• **提示された文章**:
# # #

パソコンの性能の見方について、後編。
前編では、自作PC以外の人にも向けたパーツの性能の見方とか選び方、今回は完成品PCな人はやや関係無いパーツとなっており、自作PCやハードウェアに興味がある人向けとなっております。
2016年9月現在なので未来から来た人はご注意有れ。
初心者向けPCパーツ性能の見方と選び方(後編)
CPUクーラー
サイズの虎徹の場合。
source:株式会社サイズ | 商品詳細 |虎徹
価格コムより。
source:価格.com - サイズ 虎徹 SCKTT-1000 スペック・仕様
対応ソケットはそのまんまで、マザーボードのソケットのピン数とCPUのLGA数。このクーラーはインテル7種類、AMD6種類に対応しており、どれでも取り付けて使用可。
タイプのサイドフローは文字通り横方向、ケース正面から後方へ風が流れるクーラーで、対するトップフローは側板からマザーボードへ吹き付ける形。
とにかくCPUを強力に冷やしたいならサイド、マザーやメモリも空冷したいならトップフローという考え方が一般的。
ノイズレベルは騒音値で、私の部屋で深夜静かな時ならば20dBAを超えると余裕で音が聞こえ、15を切ると意識しなければ分からないくらいと言えども良く分からないと思うので自室で比較を。
「~」が付いている理由は可変であり、CPU温度に応じてファンの回転数が変わるので騒音値も変化。
材質は気にしなくてOK。そんな事より幅と高さと奥行きの方が重要で、特に高さはケースに入るかどうかの判断に必要。

# # #

• **問題 A**: 提示された文章によると、マザーボードやメモリも空冷したい場合に一般的に選ばれるクーラーのタイプは何ですか？
• **問題 B**: 提示された文章のうち、「source:価格.com - サイズ」を含む箇所から始めて「ないと思うので自室で比較を。」で終わるまでを、一字一句変えずに再掲してください。

• **与えられたデータ**:
# # #

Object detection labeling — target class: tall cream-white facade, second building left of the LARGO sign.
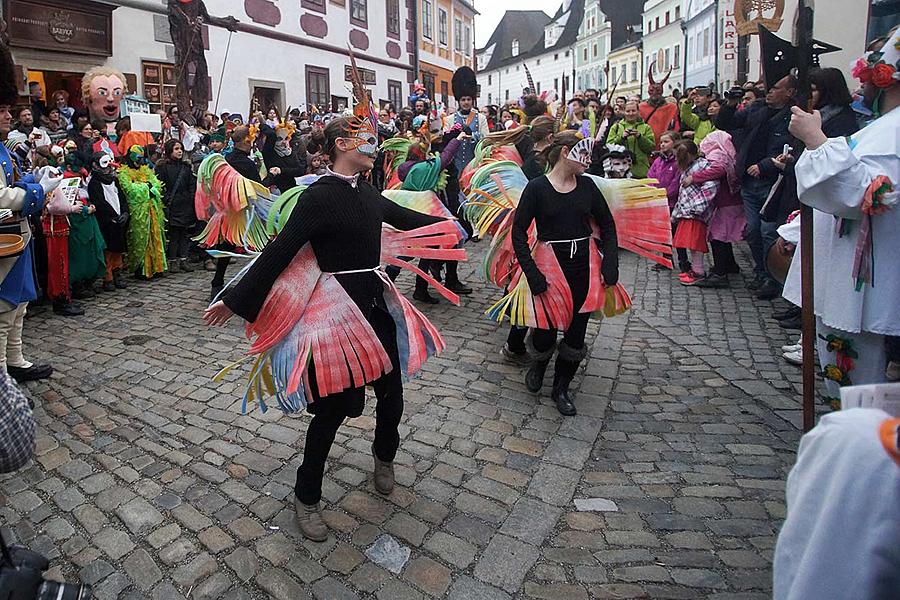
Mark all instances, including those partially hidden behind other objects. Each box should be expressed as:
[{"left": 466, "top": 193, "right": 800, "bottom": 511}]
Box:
[{"left": 642, "top": 0, "right": 684, "bottom": 94}]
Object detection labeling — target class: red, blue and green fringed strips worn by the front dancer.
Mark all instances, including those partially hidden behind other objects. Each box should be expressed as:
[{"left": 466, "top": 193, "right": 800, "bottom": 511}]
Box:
[{"left": 216, "top": 185, "right": 466, "bottom": 413}]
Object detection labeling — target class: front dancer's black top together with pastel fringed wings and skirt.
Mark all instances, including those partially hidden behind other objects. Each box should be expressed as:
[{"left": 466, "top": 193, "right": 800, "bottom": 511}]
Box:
[{"left": 217, "top": 176, "right": 465, "bottom": 416}]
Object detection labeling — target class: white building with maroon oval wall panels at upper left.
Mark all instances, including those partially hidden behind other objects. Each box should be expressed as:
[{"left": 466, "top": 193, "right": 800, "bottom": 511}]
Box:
[{"left": 6, "top": 0, "right": 415, "bottom": 115}]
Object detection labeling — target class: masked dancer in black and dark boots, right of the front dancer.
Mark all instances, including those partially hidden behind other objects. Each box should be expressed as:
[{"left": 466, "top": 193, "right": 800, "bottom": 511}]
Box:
[{"left": 512, "top": 131, "right": 619, "bottom": 415}]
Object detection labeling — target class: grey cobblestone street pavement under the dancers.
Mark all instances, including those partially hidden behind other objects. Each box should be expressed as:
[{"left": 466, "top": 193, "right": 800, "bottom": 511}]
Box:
[{"left": 0, "top": 244, "right": 816, "bottom": 600}]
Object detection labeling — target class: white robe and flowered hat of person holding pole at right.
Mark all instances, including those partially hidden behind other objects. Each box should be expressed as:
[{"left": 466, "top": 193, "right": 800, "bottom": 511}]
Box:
[{"left": 784, "top": 35, "right": 900, "bottom": 398}]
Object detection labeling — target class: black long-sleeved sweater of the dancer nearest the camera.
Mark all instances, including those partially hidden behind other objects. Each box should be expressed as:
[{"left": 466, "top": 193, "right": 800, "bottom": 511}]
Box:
[{"left": 223, "top": 176, "right": 441, "bottom": 322}]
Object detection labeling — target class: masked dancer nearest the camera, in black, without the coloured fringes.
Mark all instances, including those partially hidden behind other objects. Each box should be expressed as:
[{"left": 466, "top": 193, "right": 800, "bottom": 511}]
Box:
[{"left": 205, "top": 117, "right": 441, "bottom": 541}]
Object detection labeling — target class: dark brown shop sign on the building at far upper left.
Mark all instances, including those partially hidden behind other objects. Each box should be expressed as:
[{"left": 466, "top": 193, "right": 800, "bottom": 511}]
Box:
[{"left": 3, "top": 0, "right": 115, "bottom": 56}]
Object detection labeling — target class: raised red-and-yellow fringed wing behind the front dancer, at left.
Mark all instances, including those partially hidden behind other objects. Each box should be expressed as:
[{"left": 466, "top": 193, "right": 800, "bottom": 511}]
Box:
[{"left": 194, "top": 154, "right": 272, "bottom": 252}]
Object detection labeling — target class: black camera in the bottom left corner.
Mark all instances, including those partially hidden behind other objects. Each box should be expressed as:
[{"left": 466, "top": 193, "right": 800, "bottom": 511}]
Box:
[{"left": 0, "top": 538, "right": 93, "bottom": 600}]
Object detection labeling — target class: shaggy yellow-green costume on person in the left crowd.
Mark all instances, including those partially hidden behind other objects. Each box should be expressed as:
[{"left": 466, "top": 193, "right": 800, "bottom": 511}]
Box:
[{"left": 118, "top": 165, "right": 167, "bottom": 278}]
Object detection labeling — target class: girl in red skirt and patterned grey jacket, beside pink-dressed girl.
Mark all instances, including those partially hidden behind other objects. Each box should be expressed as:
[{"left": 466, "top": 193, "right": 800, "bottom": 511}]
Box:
[{"left": 672, "top": 140, "right": 719, "bottom": 285}]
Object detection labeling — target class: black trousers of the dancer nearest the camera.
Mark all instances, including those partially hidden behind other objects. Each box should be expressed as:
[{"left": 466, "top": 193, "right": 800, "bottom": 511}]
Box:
[{"left": 294, "top": 307, "right": 403, "bottom": 505}]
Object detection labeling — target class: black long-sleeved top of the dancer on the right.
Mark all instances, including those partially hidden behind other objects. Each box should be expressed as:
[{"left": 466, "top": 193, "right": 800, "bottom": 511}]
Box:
[{"left": 512, "top": 175, "right": 619, "bottom": 294}]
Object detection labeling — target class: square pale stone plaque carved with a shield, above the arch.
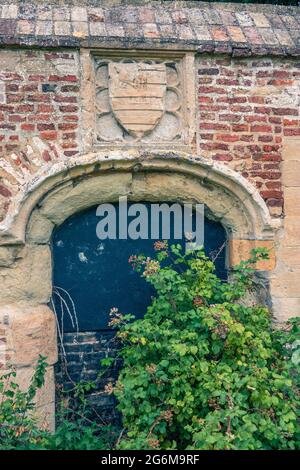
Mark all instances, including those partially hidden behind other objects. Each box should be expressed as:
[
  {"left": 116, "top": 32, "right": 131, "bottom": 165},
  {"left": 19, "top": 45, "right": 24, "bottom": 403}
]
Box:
[{"left": 95, "top": 57, "right": 185, "bottom": 147}]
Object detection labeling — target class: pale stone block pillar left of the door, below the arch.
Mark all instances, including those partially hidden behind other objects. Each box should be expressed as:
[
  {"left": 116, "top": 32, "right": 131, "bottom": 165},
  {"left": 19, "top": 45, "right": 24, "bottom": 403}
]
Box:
[{"left": 0, "top": 245, "right": 57, "bottom": 431}]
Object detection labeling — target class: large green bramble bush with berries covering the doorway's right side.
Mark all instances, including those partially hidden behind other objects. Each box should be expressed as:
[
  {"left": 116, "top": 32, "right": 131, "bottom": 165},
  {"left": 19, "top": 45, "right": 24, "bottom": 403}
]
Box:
[{"left": 105, "top": 242, "right": 300, "bottom": 450}]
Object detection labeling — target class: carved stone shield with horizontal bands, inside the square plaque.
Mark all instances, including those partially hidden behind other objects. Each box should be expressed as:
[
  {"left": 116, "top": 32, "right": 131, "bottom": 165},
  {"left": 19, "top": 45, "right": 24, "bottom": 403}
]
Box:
[{"left": 108, "top": 63, "right": 167, "bottom": 137}]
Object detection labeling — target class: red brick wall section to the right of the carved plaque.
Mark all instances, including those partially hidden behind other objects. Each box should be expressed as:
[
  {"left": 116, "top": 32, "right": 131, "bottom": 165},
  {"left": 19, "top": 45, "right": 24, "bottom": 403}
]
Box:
[{"left": 198, "top": 57, "right": 300, "bottom": 216}]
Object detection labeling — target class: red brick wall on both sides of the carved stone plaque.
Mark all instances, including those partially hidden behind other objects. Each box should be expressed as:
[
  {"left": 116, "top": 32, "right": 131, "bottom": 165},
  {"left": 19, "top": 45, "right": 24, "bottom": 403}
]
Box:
[{"left": 0, "top": 49, "right": 300, "bottom": 219}]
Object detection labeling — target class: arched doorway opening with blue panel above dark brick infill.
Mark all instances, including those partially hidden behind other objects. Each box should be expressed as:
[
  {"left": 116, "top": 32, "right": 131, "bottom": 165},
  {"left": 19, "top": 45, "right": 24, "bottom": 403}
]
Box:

# # #

• **解答 A**: トップフローです。

• **解答 B**:
source:価格.com - サイズ 虎徹 SCKTT-1000 スペック・仕様
対応ソケットはそのまんまで、マザーボードのソケットのピン数とCPUのLGA数。このクーラーはインテル7種類、AMD6種類に対応しており、どれでも取り付けて使用可。
タイプのサイドフローは文字通り横方向、ケース正面から後方へ風が流れるクーラーで、対するトップフローは側板からマザーボードへ吹き付ける形。
とにかくCPUを強力に冷やしたいならサイド、マザーやメモリも空冷したいならトップフローという考え方が一般的。
ノイズレベルは騒音値で、私の部屋で深夜静かな時ならば20dBAを超えると余裕で音が聞こえ、15を切ると意識しなければ分からないくらいと言えども良く分からないと思うので自室で比較を。